╭─ FRAGMENTO DEL DOCUMENTO

Hay que estar de enhorabuena por el aterrizaje en suelo español de la totalidad de los fondos pictóricos de la colección del mexicano Instituto Veracruzano de Cultura. El conjunto, compuesto por 36 obras en pequeño formato realizadas por Diego Rivera, procede de su sede permanente en Xalapa -la Atenas veracruzana- y transitará por diferentes ciudades españolas durante los próximos meses


        
     Retrato de Oscar Morineau-1936
La historia de la colección, que en estos momentos podemos disfrutar, tiene su origen en 1907. Cuando Rivera contaba 21 años el entonces gobernador de Veracruz, Teodoro A. Dehesa, le concedió una beca para que se formara en Europa durante cuatro años y, a cambio, el pintor le entregaría una serie de cuadros que revelaran los avances que iba logrando.

Las posteriores donaciones que realizó Rivera, a lo largo de toda su vida, a la Institución permitió que el conjunto se fuera incrementando hasta completar el número de obras que posee en la actualidad, que van desde 1904 hasta 1956, el propio año de la muerte del pintor.

╰─
╭─ LÍNEAS PROPORCIONADAS

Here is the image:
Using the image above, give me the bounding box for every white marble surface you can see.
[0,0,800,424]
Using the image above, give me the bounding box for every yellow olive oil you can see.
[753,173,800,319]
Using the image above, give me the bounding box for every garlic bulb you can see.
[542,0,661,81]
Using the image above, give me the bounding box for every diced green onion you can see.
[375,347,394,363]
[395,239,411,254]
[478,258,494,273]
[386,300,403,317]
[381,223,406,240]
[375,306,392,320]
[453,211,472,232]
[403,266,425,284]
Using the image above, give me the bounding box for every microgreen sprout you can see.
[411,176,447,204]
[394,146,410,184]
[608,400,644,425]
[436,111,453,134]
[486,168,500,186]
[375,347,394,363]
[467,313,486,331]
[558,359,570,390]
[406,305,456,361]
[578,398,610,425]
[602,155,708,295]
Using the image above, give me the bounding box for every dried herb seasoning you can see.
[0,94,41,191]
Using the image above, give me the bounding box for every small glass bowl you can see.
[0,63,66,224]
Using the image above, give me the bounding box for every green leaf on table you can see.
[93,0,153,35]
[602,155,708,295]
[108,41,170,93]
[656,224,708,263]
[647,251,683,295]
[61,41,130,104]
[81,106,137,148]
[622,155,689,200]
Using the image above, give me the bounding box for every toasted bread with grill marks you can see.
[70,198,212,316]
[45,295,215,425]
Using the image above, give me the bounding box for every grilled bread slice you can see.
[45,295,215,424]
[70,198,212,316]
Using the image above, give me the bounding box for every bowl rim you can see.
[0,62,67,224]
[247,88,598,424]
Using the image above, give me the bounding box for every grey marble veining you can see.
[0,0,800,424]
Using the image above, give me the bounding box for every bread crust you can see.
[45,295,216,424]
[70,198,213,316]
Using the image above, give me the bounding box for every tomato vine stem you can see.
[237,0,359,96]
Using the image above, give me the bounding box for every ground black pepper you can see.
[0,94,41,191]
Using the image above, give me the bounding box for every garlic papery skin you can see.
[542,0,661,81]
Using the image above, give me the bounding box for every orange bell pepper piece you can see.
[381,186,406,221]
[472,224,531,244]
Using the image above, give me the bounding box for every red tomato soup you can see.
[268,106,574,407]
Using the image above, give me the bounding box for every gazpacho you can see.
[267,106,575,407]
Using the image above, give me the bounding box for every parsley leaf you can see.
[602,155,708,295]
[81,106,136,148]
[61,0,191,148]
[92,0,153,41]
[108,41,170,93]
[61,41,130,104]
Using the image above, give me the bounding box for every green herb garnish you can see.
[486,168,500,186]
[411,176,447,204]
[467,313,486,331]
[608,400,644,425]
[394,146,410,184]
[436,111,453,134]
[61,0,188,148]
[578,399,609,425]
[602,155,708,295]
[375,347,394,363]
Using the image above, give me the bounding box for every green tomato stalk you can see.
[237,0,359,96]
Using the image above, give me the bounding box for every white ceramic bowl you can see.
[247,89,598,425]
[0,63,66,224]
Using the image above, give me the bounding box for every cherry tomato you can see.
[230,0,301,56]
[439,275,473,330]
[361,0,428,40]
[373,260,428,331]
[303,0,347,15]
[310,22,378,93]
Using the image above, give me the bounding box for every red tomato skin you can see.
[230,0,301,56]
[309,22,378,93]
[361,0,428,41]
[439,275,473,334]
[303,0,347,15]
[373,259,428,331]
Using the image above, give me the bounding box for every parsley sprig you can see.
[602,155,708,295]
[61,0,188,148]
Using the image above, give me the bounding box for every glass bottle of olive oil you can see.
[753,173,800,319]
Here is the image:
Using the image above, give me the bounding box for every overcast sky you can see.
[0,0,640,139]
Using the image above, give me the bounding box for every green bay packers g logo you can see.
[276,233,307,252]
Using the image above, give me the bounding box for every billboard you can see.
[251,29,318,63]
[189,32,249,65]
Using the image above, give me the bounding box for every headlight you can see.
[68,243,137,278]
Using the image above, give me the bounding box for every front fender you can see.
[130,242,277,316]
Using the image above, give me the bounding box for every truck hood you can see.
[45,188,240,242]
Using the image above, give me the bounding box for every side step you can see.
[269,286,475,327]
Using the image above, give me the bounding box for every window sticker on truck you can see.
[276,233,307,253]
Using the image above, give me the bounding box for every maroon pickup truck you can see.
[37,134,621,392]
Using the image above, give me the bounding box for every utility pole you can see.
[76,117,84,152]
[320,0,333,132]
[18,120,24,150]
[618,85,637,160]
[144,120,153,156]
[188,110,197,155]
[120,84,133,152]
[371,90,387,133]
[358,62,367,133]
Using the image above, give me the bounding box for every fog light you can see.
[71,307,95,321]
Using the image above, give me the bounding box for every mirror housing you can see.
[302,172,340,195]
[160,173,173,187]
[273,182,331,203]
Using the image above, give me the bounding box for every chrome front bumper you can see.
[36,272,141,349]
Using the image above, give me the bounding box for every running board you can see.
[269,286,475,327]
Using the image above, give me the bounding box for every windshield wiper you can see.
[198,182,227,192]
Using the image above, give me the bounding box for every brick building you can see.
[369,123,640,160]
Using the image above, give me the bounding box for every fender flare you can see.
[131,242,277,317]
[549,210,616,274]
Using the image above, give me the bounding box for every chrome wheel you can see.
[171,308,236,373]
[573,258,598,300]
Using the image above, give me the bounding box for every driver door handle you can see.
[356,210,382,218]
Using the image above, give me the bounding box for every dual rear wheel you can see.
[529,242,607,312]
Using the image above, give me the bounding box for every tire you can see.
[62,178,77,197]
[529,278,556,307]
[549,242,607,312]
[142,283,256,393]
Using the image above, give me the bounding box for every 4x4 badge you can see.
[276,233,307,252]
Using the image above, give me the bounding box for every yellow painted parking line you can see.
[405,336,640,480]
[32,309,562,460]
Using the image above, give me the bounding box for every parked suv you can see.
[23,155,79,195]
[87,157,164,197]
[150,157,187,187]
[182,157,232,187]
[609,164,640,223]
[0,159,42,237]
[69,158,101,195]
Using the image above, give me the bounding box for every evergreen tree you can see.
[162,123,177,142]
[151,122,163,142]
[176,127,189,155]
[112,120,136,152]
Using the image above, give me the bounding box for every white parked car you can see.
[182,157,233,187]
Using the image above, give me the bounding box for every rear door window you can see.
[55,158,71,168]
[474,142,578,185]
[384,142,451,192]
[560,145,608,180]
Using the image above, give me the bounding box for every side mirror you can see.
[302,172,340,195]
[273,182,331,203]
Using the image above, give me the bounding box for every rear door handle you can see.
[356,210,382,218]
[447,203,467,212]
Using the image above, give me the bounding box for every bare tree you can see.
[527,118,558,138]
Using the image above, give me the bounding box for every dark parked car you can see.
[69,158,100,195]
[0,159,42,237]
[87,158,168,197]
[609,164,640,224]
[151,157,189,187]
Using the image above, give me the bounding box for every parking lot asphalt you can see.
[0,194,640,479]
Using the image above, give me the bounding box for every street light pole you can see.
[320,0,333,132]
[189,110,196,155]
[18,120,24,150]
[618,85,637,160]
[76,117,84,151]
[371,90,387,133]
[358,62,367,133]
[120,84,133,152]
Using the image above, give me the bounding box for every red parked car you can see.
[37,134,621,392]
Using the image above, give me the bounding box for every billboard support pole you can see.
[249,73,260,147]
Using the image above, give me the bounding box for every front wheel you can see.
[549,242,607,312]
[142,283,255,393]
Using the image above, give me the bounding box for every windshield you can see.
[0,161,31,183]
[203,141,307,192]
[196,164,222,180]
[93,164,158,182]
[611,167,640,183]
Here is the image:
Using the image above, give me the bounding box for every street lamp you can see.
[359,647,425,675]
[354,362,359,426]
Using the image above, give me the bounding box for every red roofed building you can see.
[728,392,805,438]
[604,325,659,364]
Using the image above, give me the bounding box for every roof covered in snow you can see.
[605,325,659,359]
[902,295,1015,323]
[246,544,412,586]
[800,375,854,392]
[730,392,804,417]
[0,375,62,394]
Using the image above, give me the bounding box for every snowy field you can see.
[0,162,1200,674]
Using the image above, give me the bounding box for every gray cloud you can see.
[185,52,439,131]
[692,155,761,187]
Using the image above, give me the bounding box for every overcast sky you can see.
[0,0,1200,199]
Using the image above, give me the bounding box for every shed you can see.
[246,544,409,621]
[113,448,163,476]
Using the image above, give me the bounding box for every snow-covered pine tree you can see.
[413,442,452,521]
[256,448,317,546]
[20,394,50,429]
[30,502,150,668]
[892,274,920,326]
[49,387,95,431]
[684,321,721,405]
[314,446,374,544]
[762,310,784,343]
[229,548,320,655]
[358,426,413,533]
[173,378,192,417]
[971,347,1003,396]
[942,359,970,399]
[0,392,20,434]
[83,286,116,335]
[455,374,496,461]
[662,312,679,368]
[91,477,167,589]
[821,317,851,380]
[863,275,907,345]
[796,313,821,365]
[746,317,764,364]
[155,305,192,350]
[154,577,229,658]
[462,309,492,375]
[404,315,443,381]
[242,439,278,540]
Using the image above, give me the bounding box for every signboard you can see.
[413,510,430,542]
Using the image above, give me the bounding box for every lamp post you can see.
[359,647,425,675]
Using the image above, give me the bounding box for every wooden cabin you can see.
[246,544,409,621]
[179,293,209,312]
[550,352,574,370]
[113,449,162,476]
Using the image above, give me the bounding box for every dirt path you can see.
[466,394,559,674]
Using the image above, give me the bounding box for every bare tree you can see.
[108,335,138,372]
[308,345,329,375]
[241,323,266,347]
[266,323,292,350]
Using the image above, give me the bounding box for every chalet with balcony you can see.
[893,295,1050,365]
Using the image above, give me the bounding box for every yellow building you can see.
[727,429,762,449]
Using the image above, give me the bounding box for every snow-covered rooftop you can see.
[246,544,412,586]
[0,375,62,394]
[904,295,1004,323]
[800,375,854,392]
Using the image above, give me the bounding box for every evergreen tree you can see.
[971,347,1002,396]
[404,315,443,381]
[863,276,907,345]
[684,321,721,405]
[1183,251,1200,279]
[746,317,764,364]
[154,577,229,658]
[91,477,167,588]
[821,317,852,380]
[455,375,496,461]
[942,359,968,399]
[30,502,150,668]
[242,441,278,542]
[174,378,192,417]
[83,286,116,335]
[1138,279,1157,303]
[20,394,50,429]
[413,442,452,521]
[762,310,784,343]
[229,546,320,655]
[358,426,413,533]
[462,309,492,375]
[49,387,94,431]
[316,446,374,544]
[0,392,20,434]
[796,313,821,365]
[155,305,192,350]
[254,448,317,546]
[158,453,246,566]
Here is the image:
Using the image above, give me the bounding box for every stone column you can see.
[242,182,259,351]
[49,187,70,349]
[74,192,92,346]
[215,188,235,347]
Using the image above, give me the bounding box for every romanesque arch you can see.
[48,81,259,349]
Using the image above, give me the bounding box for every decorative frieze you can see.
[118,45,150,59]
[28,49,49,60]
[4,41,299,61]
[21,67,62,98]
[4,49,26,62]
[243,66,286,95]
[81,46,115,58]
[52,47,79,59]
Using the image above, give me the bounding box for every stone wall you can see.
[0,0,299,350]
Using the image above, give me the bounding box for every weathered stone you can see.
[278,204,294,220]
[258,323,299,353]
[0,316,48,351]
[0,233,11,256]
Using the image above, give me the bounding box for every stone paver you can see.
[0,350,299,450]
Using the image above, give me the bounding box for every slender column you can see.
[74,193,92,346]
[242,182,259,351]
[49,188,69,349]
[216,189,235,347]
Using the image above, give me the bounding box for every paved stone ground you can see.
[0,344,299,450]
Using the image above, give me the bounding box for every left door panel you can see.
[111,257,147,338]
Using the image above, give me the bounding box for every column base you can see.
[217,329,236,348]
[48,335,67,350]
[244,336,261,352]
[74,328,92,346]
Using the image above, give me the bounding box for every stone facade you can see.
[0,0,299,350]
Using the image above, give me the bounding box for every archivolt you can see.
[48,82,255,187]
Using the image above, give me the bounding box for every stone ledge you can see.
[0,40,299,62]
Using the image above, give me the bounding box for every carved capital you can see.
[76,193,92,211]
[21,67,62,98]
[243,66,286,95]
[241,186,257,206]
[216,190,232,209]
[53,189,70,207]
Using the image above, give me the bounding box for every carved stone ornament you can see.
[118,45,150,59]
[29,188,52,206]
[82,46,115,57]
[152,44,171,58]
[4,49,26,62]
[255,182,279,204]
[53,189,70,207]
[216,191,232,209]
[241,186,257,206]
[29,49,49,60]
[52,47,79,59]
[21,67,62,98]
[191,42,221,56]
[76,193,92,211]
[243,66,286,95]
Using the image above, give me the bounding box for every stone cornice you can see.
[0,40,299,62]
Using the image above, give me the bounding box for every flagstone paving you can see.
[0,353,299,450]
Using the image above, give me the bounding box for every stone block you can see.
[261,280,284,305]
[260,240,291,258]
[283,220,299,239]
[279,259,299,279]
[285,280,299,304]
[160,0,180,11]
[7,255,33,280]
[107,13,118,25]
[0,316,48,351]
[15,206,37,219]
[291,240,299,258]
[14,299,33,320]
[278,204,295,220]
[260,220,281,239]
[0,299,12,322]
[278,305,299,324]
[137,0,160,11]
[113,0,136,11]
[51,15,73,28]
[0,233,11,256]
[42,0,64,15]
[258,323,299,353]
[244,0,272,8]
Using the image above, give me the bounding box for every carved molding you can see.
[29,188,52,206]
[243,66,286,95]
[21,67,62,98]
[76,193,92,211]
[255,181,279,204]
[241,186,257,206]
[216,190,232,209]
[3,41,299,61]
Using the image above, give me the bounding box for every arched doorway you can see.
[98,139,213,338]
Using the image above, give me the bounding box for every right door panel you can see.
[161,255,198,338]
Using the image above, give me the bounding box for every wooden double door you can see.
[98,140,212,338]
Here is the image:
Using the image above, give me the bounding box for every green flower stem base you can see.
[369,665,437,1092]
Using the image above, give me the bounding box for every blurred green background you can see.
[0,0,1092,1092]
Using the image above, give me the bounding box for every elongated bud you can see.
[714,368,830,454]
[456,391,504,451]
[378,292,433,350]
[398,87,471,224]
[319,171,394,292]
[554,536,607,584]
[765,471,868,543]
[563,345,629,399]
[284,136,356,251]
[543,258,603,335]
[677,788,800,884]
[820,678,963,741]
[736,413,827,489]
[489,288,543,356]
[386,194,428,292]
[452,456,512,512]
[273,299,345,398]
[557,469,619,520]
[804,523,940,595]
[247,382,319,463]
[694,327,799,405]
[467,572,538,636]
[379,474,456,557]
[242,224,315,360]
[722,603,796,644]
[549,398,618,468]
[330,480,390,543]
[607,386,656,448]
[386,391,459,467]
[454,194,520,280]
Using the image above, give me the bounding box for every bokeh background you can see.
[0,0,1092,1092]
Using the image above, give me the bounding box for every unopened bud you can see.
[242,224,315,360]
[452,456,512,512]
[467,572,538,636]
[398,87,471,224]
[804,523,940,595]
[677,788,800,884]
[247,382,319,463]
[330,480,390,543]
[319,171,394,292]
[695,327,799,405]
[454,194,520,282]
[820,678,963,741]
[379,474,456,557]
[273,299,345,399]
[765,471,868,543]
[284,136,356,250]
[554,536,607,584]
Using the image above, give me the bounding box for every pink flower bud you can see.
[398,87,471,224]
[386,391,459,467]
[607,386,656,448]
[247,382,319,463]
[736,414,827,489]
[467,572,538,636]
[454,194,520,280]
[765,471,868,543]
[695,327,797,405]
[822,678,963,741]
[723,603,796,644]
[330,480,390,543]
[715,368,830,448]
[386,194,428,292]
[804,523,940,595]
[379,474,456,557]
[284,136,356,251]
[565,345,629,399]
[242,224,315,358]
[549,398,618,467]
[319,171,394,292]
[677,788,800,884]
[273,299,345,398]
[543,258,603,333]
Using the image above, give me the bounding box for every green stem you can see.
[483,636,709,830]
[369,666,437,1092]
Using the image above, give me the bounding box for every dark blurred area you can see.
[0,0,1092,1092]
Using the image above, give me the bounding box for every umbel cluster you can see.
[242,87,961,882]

╰─

- **ACCIONES A REALIZAR**:
**a.** ¿Qué años aparecen escritos en cifras en el texto sobre la colección de Diego Rivera?
**b.** Retoma el texto sobre la colección de Diego Rivera y prosíguelo desde el punto en que se detiene.
Las líneas son un material aparte, independiente del texto.

- **RESPUESTAS POR TAREA**:
**a.** 1936, 1907, 1904 y 1956.

**b.**
Gracias a estas sucesivas contribuciones, la colección consigue ofrecer una visión mucho más global y totalizadora de los trabajos sobre caballete del mexicano

La estructura lineal de la exposición permite que los cuadros se clasifiquen cronológicamente. Así, se ve como Rivera transita por diferentes estilos pictóricos: parte de un academicismo propio del período de formación -bajo la tutela de Santiago Rebull, discípulo del mismísimo Ingres-, para después, ya en Europa, formar parte de la vanguardia más actual, con cuadros fauvistas, puntillistas y cubistas. Posteriormente, y tras un fundamental paso por Italia de asimilación del clasicismo, regresa a México donde terminará de definir su estilo. Éste se caracteriza, en un primer momento, por el gusto ante lo autóctono, la cultura popular y la belleza de su tierra, para, finalmente, alcanzar una madurez artística relacionada con el compromiso político y social.

La exposición, aparte de esta distribución temporal, posee una estructura interna que consigue englobar los grandes temas tratados por el pintor mexicano: retratos, paisajes, bodegones, desnudos, cuadros costumbristas y dibujos y bocetos. La belleza lograda en los dos desnudos, muy clásicos, aunque cada uno en su estilo, es la única capaz de acercarse a la calidad que demuestra la mano de Rivera en los retratos. Éstos, que no se limitan a un período concreto, conforman la temática más destacable de toda la muestra.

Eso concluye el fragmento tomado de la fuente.